━━━━━ MATERIAL FOR THE TASK ━━━━━

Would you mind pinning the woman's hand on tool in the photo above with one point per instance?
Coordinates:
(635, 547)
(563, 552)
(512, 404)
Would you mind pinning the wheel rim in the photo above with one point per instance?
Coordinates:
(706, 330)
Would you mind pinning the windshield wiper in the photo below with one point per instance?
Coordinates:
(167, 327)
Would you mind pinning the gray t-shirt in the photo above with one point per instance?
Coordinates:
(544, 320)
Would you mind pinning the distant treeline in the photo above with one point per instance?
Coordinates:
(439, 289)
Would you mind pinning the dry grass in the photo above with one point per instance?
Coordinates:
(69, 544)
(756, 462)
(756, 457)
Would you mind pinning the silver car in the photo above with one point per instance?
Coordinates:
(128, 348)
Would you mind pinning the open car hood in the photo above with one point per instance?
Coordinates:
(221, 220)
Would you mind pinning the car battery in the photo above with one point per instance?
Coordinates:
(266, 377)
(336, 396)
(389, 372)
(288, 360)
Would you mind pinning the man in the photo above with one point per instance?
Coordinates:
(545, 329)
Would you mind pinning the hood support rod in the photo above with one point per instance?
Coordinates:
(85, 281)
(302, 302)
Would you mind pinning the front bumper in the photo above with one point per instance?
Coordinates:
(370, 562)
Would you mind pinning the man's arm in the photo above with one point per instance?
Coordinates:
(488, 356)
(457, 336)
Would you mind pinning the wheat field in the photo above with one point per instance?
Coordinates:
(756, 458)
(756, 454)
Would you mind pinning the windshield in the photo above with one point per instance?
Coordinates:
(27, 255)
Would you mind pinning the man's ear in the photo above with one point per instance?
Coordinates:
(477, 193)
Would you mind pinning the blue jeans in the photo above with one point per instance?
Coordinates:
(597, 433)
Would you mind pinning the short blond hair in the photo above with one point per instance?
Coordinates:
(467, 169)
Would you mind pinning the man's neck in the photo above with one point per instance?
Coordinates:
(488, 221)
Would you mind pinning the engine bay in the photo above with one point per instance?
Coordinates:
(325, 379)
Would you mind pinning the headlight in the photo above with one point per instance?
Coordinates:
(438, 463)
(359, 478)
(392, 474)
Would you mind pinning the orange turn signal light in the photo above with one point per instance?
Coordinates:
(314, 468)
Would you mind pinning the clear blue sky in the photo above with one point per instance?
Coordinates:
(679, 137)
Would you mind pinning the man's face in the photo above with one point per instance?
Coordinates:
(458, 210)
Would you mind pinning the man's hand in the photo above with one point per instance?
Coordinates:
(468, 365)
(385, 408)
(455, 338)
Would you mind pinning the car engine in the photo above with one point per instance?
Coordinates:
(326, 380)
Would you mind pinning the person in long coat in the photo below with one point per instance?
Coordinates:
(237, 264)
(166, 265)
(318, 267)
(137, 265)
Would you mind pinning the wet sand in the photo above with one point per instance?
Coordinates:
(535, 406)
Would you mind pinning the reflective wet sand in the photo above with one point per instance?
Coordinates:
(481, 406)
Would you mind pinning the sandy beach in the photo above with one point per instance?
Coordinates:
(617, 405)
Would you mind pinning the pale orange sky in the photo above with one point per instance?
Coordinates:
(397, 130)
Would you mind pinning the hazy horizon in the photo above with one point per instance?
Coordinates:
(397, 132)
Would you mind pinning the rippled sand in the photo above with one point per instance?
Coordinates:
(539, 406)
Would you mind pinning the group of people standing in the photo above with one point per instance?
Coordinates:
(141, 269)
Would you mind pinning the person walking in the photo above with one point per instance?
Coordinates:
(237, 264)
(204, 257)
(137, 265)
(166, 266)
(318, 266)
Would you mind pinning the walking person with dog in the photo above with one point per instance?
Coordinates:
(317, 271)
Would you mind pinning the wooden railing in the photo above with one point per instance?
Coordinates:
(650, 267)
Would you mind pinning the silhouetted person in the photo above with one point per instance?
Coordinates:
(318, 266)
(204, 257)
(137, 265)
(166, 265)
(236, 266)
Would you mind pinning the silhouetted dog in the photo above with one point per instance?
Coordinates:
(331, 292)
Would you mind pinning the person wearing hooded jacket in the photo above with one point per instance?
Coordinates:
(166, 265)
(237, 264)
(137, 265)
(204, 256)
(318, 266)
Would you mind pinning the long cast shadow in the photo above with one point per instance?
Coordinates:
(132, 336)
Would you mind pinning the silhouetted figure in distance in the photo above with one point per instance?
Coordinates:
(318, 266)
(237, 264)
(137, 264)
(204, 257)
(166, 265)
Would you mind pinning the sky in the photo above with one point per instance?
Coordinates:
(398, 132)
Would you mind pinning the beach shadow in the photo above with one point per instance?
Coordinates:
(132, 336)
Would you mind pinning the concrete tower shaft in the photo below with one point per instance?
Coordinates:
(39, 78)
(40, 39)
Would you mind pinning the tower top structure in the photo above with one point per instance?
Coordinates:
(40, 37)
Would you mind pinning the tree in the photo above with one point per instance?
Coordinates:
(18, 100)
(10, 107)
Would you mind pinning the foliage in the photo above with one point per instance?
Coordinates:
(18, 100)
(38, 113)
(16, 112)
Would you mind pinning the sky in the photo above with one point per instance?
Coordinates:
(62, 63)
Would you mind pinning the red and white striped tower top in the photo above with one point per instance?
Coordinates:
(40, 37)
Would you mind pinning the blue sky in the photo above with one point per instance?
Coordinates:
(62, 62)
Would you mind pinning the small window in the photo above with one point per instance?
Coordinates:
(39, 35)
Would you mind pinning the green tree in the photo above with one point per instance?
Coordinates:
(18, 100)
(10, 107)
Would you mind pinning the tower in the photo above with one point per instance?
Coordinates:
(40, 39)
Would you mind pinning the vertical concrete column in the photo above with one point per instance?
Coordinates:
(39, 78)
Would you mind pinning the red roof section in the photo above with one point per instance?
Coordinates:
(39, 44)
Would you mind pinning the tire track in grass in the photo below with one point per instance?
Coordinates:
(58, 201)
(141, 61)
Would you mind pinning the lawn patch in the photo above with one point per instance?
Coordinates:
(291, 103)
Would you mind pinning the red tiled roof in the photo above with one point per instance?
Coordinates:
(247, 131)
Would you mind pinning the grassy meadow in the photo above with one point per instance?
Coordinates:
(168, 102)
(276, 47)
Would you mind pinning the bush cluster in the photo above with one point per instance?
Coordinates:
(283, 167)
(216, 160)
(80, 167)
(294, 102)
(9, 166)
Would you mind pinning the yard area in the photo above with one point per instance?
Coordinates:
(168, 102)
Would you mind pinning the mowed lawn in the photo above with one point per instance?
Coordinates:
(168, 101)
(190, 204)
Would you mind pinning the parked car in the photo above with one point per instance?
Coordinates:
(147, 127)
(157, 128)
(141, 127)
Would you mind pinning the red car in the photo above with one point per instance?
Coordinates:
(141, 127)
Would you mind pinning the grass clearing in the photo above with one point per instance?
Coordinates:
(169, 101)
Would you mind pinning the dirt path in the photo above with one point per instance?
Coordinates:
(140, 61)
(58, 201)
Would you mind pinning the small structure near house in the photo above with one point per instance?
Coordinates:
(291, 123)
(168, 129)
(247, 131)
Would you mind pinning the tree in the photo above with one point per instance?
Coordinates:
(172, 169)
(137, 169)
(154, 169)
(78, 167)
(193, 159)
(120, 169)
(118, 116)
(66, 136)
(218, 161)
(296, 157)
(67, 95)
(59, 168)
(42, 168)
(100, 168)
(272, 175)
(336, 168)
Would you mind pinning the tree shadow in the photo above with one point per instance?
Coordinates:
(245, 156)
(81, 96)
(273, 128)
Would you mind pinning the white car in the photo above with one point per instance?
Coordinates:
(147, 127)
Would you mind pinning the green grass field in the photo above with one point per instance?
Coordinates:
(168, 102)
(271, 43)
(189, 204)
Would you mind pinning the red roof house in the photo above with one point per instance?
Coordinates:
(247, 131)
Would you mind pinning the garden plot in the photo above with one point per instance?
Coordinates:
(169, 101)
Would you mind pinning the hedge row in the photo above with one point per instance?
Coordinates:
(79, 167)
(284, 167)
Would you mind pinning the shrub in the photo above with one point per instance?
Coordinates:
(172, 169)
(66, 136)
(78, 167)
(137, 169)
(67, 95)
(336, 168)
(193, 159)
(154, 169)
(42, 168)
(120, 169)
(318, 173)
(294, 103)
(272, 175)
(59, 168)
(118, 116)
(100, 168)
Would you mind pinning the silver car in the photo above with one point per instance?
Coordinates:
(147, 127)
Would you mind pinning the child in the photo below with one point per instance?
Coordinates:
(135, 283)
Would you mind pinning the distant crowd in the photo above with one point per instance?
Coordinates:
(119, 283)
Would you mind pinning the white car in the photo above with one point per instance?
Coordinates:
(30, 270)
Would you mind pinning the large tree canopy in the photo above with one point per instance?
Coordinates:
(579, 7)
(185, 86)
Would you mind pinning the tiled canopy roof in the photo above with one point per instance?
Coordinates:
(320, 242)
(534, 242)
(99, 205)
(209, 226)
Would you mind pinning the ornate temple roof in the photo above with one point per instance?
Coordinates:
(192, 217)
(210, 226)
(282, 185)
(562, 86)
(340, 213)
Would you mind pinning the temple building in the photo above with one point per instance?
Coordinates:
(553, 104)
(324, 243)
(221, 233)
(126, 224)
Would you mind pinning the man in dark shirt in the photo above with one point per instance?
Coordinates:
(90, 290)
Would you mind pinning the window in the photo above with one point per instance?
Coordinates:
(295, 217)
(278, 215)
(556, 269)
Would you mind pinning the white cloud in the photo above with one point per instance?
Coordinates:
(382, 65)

━━━━━

— WHAT NEEDS TO BE DONE —
Copy every line where the word "engine" is present in the entries above.

— RESPONSE AREA —
Would you mind pinning the engine bay in the photo above with one point per instance?
Would you mind pinning the car engine in the photo above with one point per instance?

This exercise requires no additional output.